> _RAW DATA_:

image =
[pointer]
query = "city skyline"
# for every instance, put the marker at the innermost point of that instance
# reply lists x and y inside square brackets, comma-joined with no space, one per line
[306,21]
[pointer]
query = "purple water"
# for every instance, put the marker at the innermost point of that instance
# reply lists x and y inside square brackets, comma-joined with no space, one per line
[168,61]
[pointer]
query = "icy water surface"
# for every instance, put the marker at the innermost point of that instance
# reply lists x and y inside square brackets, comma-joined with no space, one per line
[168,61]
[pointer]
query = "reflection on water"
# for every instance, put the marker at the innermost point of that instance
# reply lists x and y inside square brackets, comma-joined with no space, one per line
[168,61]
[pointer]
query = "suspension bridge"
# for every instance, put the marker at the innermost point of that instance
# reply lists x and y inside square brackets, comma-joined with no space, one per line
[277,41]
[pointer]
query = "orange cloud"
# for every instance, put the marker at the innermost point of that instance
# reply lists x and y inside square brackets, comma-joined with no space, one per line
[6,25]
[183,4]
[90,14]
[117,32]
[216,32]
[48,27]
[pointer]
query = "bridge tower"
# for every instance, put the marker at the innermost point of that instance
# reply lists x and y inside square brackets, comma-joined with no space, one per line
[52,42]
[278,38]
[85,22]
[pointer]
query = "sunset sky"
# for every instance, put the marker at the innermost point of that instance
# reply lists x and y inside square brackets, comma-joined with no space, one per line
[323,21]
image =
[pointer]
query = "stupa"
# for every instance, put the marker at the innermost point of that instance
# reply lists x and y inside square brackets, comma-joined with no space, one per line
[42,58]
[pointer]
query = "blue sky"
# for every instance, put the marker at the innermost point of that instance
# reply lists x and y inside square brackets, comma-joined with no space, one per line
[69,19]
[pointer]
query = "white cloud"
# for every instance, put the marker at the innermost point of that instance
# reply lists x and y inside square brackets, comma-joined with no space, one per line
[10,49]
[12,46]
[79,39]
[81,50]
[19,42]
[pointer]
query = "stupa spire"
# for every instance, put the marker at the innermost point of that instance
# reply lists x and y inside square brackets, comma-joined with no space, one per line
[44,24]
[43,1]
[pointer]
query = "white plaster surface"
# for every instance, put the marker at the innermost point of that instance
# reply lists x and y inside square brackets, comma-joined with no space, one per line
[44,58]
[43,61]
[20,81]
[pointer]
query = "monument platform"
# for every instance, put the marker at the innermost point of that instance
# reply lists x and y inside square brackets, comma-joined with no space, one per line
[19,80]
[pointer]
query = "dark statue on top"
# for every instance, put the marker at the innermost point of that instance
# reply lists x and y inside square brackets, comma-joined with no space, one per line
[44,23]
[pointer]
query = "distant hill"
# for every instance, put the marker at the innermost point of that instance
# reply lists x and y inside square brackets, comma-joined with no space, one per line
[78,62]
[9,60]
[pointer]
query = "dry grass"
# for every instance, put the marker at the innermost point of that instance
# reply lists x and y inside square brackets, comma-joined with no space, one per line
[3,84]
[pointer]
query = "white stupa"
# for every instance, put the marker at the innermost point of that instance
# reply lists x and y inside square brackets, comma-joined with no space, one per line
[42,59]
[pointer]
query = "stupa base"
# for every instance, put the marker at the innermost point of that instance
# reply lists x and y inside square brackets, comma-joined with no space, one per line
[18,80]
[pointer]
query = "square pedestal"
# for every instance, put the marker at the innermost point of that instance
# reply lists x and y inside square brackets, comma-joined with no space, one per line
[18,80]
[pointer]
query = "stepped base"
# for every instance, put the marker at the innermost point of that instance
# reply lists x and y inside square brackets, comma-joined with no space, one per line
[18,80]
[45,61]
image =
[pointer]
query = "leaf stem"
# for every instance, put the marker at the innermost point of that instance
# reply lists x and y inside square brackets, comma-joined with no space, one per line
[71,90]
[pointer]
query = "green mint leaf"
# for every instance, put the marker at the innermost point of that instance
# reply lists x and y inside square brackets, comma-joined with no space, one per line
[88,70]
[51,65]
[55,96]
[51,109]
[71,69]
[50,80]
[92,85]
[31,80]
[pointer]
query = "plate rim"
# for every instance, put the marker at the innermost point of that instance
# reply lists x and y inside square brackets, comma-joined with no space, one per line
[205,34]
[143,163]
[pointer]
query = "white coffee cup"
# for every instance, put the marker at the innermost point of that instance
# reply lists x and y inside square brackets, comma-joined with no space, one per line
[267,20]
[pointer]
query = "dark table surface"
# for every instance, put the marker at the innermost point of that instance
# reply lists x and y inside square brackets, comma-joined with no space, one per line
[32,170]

> _SHORT EXERCISE_: Show every line of the material that contains the word "white", copying each one in full.

> _ANSWER FOR THE TASK_:
query = "white cloud"
query = "white plaster surface"
query = "white stupa"
query = "white coffee cup"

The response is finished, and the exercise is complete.